Named object pointing entries

** start **

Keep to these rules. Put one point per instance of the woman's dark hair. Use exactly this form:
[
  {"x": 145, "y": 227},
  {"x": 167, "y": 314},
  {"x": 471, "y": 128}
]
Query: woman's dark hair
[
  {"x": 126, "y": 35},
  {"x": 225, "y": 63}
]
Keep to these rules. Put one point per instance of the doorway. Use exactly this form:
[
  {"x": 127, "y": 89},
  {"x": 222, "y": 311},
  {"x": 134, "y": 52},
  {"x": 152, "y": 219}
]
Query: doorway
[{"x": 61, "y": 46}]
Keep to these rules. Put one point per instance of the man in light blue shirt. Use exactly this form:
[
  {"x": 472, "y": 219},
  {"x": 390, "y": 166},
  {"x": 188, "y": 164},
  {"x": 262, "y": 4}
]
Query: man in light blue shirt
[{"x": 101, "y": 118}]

** end **

◆ Short problem ◆
Every line of the data above should be copied exactly.

◆ Task answer ◆
Keep to these rules. Put one point per instance of the woman's dark hair. Use exactly this form:
[
  {"x": 145, "y": 227},
  {"x": 167, "y": 314},
  {"x": 471, "y": 128}
]
Query: woman's dark hair
[
  {"x": 126, "y": 35},
  {"x": 225, "y": 63}
]
Keep to these rules. Put one point per instance of the doorway. Use exactly this form:
[
  {"x": 127, "y": 89},
  {"x": 222, "y": 311},
  {"x": 134, "y": 52},
  {"x": 152, "y": 219}
]
Query: doorway
[{"x": 61, "y": 46}]
Keep to these rules. Put one point per instance of the man in light blue shirt. Use exactly this form:
[
  {"x": 472, "y": 219},
  {"x": 390, "y": 166},
  {"x": 188, "y": 164},
  {"x": 262, "y": 4}
]
Query: man in light blue shirt
[{"x": 101, "y": 118}]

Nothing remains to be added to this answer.